TO BE DONE:
List every line below that contains the word "concrete", copying each one in full.
*** GIVEN RECORDS
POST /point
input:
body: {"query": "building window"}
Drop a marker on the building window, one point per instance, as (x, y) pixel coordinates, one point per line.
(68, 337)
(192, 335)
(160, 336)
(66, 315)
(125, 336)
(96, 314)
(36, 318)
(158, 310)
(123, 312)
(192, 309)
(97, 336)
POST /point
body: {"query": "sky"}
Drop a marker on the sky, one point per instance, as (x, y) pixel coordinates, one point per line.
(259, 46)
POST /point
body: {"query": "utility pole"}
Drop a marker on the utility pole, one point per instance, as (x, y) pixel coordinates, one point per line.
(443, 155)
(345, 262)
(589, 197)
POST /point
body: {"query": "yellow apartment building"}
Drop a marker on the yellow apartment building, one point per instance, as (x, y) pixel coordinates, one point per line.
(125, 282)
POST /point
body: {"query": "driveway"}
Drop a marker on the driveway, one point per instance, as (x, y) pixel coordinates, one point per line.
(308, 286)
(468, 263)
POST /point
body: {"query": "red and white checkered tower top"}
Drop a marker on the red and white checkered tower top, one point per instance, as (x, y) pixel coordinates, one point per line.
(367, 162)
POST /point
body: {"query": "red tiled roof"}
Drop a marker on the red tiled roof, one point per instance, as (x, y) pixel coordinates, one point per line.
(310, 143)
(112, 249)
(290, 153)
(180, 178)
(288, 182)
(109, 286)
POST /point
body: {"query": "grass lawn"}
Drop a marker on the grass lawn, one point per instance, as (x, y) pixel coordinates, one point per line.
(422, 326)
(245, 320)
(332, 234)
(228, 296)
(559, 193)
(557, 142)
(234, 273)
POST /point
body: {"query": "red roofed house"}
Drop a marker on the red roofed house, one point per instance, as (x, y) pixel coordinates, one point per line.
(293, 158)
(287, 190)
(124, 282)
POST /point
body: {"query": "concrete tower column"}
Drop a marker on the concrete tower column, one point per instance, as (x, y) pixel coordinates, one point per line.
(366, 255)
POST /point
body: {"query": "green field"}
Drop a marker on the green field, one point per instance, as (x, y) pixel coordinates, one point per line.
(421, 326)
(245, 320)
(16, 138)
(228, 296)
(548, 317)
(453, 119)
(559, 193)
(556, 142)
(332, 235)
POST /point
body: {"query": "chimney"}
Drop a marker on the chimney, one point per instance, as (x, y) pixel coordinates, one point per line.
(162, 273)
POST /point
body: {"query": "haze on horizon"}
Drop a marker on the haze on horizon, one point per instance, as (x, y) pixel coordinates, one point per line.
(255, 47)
******
RESULT:
body: {"query": "concrete tower column"}
Drop a marker on the concrete tower column, one point per instance, as (x, y) pixel coordinates, one point per line.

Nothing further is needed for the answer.